**What you will do**
Please copy out every line of the entries, starting at the line that contains "task: draw the outline of every instance of the window" and ending at the line that contains "[[[4,180],[7,197],[7,231],[15,231],[16,176]]]", and add 124 to each coordinate in the answers. Give only those lines.
###
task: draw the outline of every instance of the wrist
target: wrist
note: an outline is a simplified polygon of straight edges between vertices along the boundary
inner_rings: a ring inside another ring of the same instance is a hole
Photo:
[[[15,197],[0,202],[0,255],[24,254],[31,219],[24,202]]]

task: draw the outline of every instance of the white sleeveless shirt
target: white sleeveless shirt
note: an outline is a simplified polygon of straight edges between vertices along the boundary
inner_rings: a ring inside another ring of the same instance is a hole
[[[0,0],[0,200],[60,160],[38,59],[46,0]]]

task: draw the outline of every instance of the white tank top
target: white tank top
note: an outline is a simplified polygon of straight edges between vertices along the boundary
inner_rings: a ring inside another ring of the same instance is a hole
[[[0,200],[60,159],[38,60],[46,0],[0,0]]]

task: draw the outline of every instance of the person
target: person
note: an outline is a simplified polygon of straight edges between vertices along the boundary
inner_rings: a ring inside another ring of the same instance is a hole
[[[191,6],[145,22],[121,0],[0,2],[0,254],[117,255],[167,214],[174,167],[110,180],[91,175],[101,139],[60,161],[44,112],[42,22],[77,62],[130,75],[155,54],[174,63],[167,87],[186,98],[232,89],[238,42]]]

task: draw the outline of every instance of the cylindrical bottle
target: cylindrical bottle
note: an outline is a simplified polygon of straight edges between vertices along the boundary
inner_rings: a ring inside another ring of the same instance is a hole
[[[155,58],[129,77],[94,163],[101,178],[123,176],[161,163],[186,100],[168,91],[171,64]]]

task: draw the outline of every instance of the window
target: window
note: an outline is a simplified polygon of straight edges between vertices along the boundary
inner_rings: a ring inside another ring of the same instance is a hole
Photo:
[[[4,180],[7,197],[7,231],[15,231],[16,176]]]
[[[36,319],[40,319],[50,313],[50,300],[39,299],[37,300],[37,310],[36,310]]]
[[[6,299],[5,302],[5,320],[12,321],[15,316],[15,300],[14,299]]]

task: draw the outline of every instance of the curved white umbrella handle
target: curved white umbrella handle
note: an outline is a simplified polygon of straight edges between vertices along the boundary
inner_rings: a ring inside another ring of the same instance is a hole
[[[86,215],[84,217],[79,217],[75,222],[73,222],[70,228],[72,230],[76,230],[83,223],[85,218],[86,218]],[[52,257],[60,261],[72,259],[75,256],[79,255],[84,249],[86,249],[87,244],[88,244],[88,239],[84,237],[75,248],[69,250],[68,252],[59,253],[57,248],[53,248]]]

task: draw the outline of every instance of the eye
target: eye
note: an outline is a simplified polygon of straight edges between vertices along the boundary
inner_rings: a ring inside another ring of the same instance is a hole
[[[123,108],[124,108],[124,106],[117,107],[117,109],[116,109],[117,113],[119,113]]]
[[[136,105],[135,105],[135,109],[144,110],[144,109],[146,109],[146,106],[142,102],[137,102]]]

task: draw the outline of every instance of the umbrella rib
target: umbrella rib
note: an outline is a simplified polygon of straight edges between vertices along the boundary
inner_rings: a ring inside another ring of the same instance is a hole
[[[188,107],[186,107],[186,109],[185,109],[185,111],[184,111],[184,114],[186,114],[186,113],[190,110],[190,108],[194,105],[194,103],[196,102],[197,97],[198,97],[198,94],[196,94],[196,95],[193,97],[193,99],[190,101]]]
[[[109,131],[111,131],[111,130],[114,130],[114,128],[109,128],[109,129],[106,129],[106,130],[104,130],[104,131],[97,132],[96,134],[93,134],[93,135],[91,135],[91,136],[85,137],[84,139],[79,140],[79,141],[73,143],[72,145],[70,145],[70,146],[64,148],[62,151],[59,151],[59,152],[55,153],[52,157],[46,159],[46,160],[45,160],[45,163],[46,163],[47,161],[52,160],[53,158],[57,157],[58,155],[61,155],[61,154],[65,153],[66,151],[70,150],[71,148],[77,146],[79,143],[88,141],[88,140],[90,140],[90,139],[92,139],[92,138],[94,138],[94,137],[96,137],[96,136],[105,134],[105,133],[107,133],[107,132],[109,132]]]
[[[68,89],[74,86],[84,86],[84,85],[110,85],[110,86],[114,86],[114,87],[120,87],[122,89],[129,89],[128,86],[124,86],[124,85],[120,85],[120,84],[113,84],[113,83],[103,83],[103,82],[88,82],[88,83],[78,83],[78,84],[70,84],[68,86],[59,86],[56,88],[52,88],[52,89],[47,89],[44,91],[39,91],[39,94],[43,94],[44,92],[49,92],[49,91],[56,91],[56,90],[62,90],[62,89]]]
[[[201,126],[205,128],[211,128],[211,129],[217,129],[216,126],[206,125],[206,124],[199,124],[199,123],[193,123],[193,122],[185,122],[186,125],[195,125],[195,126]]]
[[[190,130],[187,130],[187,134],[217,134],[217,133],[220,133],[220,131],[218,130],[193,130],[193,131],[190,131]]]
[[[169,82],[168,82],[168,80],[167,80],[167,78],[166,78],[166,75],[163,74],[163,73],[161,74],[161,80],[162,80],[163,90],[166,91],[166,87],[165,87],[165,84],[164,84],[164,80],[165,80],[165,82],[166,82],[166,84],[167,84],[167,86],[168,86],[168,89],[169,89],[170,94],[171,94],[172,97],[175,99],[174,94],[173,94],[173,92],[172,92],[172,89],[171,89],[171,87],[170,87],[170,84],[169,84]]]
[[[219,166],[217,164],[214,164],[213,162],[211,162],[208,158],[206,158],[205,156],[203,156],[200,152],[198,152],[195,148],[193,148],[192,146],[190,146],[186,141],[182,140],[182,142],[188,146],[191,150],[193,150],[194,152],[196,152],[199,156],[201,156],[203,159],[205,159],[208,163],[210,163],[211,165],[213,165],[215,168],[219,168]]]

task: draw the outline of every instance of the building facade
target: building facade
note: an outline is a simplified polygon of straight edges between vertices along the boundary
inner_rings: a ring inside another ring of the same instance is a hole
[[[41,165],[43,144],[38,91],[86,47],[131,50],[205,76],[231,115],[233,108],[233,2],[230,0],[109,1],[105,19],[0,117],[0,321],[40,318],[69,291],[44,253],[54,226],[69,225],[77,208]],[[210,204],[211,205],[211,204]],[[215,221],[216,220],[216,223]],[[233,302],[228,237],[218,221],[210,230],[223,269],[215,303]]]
###
**Response to this exercise**
task: draw the outline of every instance of the window
target: window
note: an outline is a simplified polygon of straight edges between vertices along the boundary
inner_rings: a ring inside another ring of the same instance is a hole
Photo:
[[[128,304],[131,321],[131,355],[139,355],[140,300]]]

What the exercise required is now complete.